■ **EXERCISE DIRECTIONS**: Would you restate, exactly as they appear, the lines from the one containing "on the motorcycle" through the end of the data below?

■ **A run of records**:
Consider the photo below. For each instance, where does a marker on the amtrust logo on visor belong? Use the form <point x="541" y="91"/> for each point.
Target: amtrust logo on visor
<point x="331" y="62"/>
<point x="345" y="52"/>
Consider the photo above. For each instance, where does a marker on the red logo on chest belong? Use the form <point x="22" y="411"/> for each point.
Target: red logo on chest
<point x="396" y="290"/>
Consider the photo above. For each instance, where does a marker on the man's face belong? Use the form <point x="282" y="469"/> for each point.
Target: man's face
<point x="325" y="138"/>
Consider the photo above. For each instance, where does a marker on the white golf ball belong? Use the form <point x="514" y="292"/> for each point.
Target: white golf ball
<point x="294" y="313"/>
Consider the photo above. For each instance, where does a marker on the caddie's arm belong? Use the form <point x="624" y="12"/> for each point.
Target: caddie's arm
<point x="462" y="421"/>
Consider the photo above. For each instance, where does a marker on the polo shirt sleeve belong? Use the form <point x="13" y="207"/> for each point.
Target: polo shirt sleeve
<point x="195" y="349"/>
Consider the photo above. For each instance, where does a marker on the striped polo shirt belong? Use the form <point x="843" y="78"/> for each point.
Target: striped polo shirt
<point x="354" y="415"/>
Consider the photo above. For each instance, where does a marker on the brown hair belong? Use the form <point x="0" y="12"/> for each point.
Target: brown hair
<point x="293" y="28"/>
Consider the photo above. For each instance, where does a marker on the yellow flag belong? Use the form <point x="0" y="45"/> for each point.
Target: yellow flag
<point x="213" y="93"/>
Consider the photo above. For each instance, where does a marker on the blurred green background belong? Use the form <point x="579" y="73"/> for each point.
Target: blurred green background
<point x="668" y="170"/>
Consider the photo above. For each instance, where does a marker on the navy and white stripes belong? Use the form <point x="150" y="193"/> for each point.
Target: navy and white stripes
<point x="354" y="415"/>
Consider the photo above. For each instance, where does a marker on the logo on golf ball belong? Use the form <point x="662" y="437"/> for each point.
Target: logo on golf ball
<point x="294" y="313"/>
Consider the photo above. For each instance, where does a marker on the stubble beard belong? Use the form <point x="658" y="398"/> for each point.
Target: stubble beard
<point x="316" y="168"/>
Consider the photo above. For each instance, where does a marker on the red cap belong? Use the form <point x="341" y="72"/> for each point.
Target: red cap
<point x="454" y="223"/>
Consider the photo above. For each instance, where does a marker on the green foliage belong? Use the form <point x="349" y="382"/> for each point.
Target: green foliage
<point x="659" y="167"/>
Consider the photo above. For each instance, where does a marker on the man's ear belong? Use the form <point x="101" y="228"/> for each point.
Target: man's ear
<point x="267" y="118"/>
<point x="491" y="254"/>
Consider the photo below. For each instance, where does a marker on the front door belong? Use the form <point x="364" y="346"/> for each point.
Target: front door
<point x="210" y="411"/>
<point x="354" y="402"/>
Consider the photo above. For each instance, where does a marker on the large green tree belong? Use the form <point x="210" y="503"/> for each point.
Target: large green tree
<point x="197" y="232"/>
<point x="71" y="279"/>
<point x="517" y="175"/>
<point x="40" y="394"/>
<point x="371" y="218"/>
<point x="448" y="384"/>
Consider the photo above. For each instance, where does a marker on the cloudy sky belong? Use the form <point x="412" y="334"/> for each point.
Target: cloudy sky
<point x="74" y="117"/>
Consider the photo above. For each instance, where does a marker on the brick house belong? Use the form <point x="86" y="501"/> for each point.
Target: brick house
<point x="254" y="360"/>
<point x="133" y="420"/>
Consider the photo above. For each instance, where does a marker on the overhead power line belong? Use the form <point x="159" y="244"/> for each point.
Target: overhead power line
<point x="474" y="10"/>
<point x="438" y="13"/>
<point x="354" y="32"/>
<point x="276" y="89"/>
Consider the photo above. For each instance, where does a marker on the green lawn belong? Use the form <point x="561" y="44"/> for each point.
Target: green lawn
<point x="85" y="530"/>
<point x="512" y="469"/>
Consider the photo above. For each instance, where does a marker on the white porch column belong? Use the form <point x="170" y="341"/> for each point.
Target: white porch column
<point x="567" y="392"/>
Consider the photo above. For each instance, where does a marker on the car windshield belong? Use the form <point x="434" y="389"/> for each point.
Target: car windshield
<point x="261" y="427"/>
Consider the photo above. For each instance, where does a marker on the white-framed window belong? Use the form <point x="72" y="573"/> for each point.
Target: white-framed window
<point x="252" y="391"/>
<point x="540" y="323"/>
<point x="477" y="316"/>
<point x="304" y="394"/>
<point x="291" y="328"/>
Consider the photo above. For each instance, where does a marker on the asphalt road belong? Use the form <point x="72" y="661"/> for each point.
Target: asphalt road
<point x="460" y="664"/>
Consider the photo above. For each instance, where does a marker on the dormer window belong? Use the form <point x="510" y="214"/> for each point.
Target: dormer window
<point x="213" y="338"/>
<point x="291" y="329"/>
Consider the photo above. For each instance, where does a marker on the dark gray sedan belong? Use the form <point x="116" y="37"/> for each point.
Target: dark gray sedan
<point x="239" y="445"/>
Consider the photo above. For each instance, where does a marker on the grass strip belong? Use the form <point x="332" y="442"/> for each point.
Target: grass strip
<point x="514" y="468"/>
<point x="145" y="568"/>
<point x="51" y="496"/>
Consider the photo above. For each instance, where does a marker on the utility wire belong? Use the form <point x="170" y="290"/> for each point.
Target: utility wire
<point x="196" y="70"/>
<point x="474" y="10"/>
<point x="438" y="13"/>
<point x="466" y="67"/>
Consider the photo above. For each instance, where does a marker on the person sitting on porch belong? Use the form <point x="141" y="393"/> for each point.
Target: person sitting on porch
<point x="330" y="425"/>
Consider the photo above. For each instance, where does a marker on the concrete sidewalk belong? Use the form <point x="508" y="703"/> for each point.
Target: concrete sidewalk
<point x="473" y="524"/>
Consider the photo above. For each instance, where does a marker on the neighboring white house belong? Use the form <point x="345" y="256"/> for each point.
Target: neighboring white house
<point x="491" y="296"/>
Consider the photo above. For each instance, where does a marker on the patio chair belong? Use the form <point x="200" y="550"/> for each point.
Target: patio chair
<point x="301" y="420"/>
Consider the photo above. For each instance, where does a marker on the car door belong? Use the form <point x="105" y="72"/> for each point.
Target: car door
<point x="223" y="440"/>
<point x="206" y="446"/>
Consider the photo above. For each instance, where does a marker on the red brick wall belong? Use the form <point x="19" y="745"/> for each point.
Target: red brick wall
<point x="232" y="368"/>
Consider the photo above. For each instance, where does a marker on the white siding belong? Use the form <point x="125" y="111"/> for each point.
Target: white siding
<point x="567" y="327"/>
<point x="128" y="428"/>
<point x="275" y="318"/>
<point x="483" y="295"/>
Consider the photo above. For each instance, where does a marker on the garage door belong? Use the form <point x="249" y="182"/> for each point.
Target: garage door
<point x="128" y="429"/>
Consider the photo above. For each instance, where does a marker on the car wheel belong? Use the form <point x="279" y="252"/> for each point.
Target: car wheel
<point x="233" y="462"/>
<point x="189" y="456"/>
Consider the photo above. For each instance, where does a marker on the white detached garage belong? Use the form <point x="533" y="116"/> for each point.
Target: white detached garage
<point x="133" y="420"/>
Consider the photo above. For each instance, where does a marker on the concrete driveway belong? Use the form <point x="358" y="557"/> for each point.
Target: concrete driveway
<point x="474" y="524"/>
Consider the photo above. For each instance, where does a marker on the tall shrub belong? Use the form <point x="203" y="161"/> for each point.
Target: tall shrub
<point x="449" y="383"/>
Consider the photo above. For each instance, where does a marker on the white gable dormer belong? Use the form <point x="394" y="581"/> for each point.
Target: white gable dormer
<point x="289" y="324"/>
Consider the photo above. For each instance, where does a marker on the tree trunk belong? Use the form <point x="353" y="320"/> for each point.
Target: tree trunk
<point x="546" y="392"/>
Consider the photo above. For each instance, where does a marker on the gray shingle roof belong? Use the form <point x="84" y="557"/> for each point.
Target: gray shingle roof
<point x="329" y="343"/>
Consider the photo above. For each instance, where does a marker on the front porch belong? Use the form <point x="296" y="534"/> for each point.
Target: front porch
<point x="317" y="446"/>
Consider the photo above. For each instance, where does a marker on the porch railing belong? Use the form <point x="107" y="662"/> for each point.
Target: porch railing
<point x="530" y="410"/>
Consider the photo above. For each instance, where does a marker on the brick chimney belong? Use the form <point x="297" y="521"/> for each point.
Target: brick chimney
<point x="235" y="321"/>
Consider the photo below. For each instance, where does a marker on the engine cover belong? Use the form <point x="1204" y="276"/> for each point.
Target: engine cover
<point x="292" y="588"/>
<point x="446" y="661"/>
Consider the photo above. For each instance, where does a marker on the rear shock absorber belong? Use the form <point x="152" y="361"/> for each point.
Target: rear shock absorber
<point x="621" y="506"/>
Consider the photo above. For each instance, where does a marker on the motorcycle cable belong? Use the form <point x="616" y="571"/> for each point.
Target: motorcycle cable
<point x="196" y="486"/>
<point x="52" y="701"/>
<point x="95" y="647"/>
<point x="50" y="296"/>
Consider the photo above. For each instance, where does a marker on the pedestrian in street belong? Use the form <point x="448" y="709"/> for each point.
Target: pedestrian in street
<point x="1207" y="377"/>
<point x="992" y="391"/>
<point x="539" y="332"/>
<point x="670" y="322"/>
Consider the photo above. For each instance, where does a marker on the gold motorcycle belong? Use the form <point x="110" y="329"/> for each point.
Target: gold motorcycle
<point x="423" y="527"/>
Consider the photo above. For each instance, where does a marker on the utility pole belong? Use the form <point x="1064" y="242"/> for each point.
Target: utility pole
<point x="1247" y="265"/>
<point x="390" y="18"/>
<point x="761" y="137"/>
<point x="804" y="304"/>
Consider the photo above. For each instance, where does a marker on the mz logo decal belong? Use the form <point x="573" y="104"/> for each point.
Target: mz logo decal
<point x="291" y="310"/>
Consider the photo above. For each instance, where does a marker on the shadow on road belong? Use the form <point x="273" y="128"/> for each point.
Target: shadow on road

■ **FINISHED EXERCISE**:
Consider the photo above. For each instance, where does a marker on the motorcycle cable belong? Use the form <point x="616" y="571"/> for each point.
Target: motorcycle cable
<point x="196" y="486"/>
<point x="52" y="701"/>
<point x="95" y="647"/>
<point x="50" y="296"/>
Consider the photo above. For each instance, where does a marker on the pedestrian in street belong? Use the form <point x="448" y="709"/> for each point.
Target: pedestrian in street
<point x="1207" y="377"/>
<point x="992" y="391"/>
<point x="539" y="332"/>
<point x="670" y="322"/>
Consider the photo above. For each instance, where does a marker on the gold motorcycle belong? Use the form <point x="110" y="329"/> for each point.
Target: gold motorcycle
<point x="423" y="527"/>
Consider the photo above. For each instance, where does a marker on the utility pole belong? Use the form <point x="1064" y="242"/> for each point.
Target: utility pole
<point x="1247" y="265"/>
<point x="390" y="18"/>
<point x="761" y="137"/>
<point x="804" y="304"/>
Consider the photo above. For each instance, where does a marker on the mz logo decal belong? Use the form <point x="573" y="104"/> for each point.
Target: mz logo decal
<point x="291" y="310"/>
Consider the photo above. For each instance, where does a marker on the shadow on road belong? Use the form <point x="273" y="128"/> for each point.
Target: shadow on road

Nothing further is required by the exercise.